───── Dataset rows ─────

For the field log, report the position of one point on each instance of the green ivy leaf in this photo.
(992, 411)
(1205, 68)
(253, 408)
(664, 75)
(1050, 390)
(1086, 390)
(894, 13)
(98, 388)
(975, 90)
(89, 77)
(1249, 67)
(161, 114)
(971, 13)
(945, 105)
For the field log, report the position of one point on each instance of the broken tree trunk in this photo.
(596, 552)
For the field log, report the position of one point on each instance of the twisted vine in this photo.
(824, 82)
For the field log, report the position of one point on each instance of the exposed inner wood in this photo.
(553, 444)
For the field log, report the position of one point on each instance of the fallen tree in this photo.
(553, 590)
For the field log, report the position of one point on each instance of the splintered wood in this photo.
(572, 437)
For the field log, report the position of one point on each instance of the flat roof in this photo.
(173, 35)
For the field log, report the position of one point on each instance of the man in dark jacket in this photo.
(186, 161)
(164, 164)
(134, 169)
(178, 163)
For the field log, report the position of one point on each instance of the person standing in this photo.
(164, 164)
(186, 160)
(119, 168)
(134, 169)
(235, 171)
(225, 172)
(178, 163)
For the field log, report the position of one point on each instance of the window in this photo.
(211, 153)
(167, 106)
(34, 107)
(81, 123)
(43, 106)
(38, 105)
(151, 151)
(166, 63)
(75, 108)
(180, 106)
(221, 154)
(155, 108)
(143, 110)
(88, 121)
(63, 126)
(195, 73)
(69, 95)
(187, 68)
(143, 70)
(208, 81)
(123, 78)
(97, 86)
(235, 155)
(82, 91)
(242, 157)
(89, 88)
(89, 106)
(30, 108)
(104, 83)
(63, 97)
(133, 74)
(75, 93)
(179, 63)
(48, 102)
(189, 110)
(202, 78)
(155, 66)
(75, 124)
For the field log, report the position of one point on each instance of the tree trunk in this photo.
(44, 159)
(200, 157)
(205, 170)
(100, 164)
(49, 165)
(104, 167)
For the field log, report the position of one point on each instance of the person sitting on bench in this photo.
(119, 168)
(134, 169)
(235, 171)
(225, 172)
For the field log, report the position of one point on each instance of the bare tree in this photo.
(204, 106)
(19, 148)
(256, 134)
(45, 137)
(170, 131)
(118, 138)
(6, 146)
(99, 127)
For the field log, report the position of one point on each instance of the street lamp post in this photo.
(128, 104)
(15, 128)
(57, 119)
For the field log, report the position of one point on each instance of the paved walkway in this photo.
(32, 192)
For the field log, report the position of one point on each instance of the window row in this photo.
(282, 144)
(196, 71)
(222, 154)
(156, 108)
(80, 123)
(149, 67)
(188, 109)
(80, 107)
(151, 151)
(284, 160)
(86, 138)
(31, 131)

─────

→ **Goal**
Reproduce the entire listing above line for line, in its original order and without any changes.

→ **Answer for the task**
For the field log, report the position of one point on each instance of the green ivy leaf in this photo.
(992, 411)
(1205, 68)
(253, 408)
(664, 75)
(1050, 390)
(1086, 390)
(894, 13)
(98, 388)
(975, 90)
(89, 77)
(1249, 67)
(161, 114)
(971, 13)
(945, 105)
For the field log, report the position of one point on each instance of the broken tree trunk in this photo.
(596, 552)
For the field log, report the position of one point on each instance of the twisted vine in this photo.
(824, 82)
For the field log, report the position of one point on each instance of the exposed inner wood in this photo.
(553, 444)
For the field log, report the position of one point on each instance of the fallen tree in this photo.
(553, 590)
For the field log, report the position of one point on each instance of the splintered wood in this photo.
(572, 437)
For the field log, report the position of one point on each instance of the flat roof in this photo.
(173, 35)
For the field log, report the position of one point on each instance of the man in dark jacket in this photo.
(186, 161)
(164, 164)
(134, 169)
(178, 163)
For the field log, report the position of one point on each instance of the person standing in this photo.
(164, 164)
(186, 160)
(119, 168)
(134, 169)
(235, 171)
(225, 172)
(178, 163)
For the field log, report the position of one point on each instance of the window in this photo.
(211, 153)
(167, 106)
(34, 107)
(81, 123)
(43, 106)
(38, 105)
(151, 151)
(166, 63)
(75, 108)
(180, 106)
(221, 154)
(155, 108)
(143, 110)
(88, 121)
(63, 126)
(195, 73)
(69, 95)
(187, 68)
(143, 70)
(208, 81)
(123, 78)
(97, 86)
(235, 155)
(82, 91)
(242, 157)
(89, 88)
(89, 106)
(30, 108)
(104, 83)
(63, 97)
(133, 74)
(75, 93)
(179, 63)
(48, 102)
(189, 110)
(202, 78)
(155, 66)
(75, 124)
For the field log, report the position of one point on each instance of the tree trunk in this photo.
(44, 159)
(200, 157)
(205, 170)
(100, 164)
(49, 165)
(104, 167)
For the field log, report the position of one point on each instance of the person sitting on bench in this photo.
(119, 168)
(134, 169)
(235, 171)
(225, 172)
For the field log, report the position of one point on each instance of the bare tree in this photo.
(204, 106)
(19, 148)
(256, 134)
(45, 137)
(170, 131)
(118, 138)
(6, 146)
(99, 127)
For the field log, report the position of one point on each instance of the street lamp post in this photo.
(128, 104)
(15, 128)
(57, 119)
For the field log, report the position of one point on each instance of the paved walkway in this photo.
(32, 192)
For the field log, report the position of one point on each instance of the window row in this photo.
(282, 144)
(196, 71)
(222, 154)
(156, 108)
(80, 123)
(149, 67)
(188, 109)
(80, 107)
(151, 151)
(284, 160)
(86, 138)
(31, 131)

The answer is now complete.